__RECORDS PROVIDED__:
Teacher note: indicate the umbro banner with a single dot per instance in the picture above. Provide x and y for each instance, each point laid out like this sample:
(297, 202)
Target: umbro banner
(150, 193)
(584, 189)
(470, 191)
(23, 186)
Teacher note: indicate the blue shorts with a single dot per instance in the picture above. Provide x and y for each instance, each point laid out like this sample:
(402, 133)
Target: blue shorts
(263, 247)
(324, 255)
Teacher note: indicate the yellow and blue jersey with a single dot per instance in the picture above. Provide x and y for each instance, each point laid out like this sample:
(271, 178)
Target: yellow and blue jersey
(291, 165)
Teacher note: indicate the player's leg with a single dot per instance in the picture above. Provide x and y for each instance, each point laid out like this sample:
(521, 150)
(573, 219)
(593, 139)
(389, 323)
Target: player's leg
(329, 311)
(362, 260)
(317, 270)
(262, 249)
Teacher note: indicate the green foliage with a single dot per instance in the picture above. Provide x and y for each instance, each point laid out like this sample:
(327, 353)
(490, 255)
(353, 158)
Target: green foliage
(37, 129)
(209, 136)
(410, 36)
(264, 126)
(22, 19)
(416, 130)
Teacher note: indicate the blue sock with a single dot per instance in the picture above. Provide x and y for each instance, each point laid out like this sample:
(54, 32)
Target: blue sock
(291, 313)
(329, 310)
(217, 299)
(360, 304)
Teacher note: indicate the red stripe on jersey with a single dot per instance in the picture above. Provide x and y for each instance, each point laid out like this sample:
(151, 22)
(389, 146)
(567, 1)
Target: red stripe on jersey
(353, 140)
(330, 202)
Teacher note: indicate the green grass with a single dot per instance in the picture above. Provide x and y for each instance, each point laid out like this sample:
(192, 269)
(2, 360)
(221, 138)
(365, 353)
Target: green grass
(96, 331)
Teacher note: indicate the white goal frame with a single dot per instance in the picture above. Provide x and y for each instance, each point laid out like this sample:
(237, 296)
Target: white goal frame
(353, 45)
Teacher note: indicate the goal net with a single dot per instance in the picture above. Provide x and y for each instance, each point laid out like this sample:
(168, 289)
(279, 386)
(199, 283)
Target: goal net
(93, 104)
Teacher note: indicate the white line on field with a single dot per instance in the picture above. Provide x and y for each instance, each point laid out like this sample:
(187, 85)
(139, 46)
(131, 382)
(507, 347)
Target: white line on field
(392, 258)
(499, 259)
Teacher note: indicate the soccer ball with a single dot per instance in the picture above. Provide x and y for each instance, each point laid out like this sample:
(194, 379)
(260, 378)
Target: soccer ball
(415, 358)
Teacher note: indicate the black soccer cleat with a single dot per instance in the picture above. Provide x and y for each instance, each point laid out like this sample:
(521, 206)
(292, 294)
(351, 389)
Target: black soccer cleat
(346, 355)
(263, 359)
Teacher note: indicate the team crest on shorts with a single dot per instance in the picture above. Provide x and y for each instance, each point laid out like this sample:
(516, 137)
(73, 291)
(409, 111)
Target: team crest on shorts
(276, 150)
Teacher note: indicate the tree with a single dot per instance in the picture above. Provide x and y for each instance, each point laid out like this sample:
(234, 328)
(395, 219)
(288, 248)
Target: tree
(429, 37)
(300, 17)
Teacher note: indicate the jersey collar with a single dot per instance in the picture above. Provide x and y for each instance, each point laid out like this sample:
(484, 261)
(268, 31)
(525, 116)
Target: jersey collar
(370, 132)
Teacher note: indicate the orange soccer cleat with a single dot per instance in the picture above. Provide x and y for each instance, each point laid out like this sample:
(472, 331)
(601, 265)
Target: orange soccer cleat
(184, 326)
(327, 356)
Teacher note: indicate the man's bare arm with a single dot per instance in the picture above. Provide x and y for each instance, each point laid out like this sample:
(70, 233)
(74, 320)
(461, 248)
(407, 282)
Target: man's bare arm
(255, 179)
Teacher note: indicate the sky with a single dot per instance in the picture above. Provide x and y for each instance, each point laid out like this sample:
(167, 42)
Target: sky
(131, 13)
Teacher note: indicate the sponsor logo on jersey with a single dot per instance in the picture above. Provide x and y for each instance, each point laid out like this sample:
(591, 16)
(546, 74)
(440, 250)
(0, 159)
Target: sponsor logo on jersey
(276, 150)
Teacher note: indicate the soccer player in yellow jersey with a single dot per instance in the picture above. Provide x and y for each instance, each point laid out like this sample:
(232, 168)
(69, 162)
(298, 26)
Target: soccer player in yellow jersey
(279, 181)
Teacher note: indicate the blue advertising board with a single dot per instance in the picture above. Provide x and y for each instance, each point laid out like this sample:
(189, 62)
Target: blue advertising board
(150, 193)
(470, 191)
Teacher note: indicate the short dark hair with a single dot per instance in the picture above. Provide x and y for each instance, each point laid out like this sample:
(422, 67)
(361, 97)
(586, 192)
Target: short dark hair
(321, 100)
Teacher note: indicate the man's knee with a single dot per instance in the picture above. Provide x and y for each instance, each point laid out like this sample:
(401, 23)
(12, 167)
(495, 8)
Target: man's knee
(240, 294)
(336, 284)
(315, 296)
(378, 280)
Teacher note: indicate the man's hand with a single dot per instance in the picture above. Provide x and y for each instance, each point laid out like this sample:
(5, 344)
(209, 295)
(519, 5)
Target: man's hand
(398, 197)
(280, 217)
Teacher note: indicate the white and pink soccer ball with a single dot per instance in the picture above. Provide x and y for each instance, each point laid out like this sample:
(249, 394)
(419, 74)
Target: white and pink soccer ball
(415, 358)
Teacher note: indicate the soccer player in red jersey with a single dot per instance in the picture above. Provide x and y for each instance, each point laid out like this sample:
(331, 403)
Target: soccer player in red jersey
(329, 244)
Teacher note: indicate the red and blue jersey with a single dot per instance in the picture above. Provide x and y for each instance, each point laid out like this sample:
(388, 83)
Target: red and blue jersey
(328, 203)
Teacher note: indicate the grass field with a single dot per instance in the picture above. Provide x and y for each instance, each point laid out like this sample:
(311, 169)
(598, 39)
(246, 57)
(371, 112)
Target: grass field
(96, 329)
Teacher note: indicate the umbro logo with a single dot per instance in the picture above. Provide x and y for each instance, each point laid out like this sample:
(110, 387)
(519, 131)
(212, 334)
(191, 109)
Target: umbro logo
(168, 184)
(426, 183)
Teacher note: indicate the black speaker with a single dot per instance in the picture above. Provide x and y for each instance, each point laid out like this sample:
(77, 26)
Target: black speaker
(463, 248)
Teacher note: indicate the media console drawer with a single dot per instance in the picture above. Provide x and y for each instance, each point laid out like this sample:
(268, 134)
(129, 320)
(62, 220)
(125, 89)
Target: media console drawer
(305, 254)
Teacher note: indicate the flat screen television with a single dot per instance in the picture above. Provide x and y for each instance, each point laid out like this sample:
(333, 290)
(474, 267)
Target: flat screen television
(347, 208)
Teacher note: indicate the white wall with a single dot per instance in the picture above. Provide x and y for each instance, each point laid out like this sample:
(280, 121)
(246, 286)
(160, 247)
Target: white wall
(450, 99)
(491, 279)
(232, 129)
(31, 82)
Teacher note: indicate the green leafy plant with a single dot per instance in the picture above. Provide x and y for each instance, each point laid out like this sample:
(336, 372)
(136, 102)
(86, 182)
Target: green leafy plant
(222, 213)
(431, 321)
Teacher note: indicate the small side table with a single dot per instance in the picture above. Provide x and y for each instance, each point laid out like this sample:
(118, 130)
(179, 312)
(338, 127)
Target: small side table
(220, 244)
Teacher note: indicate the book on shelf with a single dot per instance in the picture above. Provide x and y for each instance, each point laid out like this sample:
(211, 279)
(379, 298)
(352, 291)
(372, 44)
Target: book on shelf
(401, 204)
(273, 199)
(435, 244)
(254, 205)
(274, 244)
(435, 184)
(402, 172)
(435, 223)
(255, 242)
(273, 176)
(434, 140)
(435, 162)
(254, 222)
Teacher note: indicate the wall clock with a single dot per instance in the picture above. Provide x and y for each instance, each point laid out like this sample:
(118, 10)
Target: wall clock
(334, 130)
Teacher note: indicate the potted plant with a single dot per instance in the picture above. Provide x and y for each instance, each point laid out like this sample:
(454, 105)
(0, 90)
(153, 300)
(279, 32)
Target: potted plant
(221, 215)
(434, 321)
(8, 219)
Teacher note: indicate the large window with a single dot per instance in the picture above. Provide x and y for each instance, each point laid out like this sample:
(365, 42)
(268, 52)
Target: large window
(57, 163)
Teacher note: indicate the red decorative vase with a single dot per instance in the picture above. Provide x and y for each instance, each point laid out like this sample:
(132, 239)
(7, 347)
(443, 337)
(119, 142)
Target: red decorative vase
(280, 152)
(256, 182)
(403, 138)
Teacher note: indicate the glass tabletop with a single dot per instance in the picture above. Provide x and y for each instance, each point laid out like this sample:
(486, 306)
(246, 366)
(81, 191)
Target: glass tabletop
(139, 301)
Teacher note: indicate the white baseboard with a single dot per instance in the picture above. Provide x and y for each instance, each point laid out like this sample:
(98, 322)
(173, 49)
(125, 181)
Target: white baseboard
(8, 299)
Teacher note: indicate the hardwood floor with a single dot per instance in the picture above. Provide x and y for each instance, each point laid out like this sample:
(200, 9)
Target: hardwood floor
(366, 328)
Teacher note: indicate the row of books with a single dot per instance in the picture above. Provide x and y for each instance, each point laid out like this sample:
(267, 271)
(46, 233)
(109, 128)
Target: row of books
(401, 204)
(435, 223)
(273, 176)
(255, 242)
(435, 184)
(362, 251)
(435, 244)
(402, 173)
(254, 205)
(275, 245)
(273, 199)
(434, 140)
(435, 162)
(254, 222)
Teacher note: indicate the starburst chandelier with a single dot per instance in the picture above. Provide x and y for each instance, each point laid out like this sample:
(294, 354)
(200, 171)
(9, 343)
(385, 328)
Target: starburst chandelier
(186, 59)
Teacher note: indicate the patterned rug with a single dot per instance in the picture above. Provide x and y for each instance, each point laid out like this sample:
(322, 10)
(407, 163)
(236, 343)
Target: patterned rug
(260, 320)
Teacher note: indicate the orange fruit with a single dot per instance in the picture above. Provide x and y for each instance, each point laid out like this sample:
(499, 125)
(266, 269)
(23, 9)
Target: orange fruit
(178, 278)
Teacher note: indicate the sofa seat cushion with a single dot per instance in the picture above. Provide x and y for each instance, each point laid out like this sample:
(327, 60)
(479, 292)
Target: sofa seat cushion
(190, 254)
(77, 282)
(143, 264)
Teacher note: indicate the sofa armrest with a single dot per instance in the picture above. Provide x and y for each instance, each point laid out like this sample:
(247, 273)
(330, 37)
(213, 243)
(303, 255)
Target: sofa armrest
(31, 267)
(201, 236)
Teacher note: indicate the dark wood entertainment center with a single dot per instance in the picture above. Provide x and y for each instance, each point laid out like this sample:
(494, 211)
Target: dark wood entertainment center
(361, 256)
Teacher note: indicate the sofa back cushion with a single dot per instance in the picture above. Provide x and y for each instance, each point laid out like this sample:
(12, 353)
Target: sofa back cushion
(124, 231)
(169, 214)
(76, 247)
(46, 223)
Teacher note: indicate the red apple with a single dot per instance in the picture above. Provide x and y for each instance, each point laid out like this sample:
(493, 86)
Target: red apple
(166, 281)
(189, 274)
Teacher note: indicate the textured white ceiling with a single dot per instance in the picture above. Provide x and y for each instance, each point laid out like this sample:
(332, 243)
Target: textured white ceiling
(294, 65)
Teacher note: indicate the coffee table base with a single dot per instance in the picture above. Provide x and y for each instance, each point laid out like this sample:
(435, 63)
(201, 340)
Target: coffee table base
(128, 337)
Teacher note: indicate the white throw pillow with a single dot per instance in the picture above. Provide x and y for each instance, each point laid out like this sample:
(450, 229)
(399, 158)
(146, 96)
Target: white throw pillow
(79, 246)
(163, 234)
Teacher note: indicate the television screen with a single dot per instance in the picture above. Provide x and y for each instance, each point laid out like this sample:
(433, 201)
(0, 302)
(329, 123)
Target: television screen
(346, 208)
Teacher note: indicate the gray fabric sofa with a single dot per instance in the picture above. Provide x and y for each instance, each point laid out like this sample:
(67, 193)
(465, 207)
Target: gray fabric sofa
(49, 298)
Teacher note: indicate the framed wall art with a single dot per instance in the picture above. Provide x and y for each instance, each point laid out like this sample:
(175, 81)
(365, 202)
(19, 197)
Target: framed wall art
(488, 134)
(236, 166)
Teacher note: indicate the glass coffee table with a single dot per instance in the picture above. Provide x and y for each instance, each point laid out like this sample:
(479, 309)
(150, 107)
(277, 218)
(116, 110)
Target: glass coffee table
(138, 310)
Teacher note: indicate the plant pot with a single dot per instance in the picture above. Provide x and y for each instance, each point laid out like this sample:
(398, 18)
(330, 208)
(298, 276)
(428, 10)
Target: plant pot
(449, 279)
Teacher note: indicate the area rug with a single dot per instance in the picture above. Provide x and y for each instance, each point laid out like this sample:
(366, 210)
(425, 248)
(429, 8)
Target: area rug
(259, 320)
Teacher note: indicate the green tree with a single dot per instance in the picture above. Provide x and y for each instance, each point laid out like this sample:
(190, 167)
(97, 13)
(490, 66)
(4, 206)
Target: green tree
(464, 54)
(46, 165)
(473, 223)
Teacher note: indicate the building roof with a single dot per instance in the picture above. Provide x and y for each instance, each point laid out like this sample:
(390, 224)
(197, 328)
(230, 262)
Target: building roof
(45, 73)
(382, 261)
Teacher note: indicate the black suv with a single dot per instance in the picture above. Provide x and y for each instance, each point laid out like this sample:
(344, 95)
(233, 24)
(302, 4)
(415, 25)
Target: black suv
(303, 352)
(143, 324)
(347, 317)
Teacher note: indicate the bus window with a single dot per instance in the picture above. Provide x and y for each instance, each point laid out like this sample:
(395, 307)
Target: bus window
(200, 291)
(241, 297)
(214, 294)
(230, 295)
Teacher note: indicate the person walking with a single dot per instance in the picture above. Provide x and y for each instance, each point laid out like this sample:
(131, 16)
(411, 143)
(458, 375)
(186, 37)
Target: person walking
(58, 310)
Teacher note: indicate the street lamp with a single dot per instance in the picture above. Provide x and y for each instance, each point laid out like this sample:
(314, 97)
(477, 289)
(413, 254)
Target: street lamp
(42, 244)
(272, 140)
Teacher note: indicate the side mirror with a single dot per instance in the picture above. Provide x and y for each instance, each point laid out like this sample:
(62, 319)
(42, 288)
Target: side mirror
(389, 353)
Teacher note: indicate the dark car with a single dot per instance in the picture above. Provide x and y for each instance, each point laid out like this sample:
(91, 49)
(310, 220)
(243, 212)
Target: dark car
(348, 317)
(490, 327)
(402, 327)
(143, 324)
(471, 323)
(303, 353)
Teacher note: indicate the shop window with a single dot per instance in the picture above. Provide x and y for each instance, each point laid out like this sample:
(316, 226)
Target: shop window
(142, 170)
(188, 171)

__PROMPT__: When you repeat the lines, start with the first line of the material and end with the line that contains "Teacher note: indicate the red stripe", keeping both and reproducing each exactly, with nothing added.

__REPLY__:
Teacher note: indicate the umbro banner with a single dot per instance in the picture above. Provide x and y for each instance, each point laid out like this sample:
(297, 202)
Target: umbro banner
(150, 193)
(584, 189)
(470, 191)
(23, 186)
Teacher note: indicate the blue shorts with a single dot per instance in the picture above. Provide x and y for each instance, each point laid out like this sample:
(402, 133)
Target: blue shorts
(263, 247)
(324, 255)
Teacher note: indicate the yellow and blue jersey with a single dot per instance in the picture above. Provide x and y for each instance, each point laid out like this sample:
(271, 178)
Target: yellow and blue jersey
(291, 165)
Teacher note: indicate the player's leg with a single dot per instance in the picture above. Provide x and y for each instance, each point laid out like this sample:
(521, 150)
(573, 219)
(593, 139)
(389, 323)
Target: player's leg
(329, 311)
(362, 260)
(317, 270)
(262, 249)
Teacher note: indicate the green foliage with a single dot per instance in the picture above. Provide x and y for each instance, each point laid out like this sample:
(327, 353)
(490, 255)
(353, 158)
Target: green foliage
(37, 129)
(209, 136)
(410, 36)
(264, 126)
(22, 19)
(416, 130)
Teacher note: indicate the blue sock with a single dot per instance in the picture above. Provide x and y for each instance, each point laid out like this sample:
(54, 32)
Target: blue sock
(291, 313)
(329, 310)
(217, 299)
(360, 304)
Teacher note: indicate the red stripe on jersey with a single dot per instance in the picture above. Provide x and y for each instance, each point laid out like this sample:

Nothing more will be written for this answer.